## Données sources
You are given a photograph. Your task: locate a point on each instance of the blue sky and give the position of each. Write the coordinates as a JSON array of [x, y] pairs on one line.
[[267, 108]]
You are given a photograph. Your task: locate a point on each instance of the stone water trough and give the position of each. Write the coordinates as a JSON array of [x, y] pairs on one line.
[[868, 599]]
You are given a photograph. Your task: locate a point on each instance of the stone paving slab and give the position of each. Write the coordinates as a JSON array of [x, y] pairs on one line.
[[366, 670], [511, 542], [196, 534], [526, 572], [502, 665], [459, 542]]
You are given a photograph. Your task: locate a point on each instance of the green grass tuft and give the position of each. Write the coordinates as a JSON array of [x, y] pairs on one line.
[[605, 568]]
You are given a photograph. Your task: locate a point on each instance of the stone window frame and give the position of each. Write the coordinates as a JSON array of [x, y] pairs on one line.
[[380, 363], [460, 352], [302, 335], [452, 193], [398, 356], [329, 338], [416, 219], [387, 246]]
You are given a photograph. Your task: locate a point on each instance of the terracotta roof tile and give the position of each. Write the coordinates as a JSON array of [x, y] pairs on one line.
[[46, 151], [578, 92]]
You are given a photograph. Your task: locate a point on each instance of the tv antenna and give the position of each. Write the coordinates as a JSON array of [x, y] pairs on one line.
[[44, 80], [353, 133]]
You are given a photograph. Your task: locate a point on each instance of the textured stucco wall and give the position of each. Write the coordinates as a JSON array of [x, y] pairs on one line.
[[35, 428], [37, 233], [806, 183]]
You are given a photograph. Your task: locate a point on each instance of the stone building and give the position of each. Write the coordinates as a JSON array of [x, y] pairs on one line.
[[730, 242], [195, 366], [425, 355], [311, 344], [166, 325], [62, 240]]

* * *

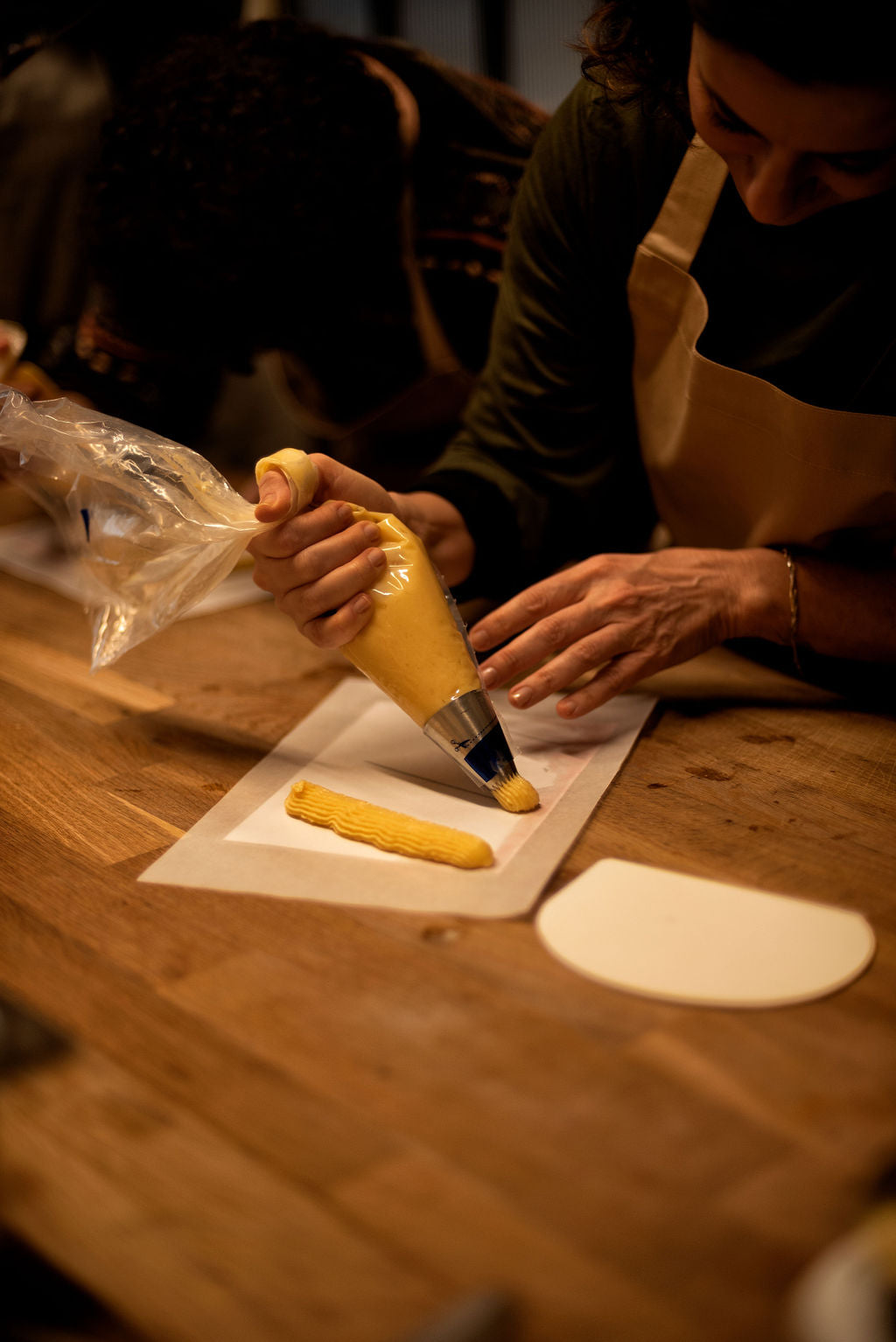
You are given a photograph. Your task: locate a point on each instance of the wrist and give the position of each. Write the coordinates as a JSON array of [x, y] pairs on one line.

...

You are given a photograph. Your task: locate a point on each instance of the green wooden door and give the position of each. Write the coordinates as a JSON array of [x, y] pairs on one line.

## Consigne
Relevez intégralement chaque ligne des entrées ci-dessus où figure le mot « green ».

## Réponse attendue
You are given a photograph. Your task: locate a point on each instance of the green grass tuft and give the position of each. Write the coordinates as a JSON array of [x, y] pairs on one line.
You are given a photograph. Your task: locate a point on each instance of the green wooden door and give the position of each. Write the coordinates as a JSON array of [x, y] pairs on one line.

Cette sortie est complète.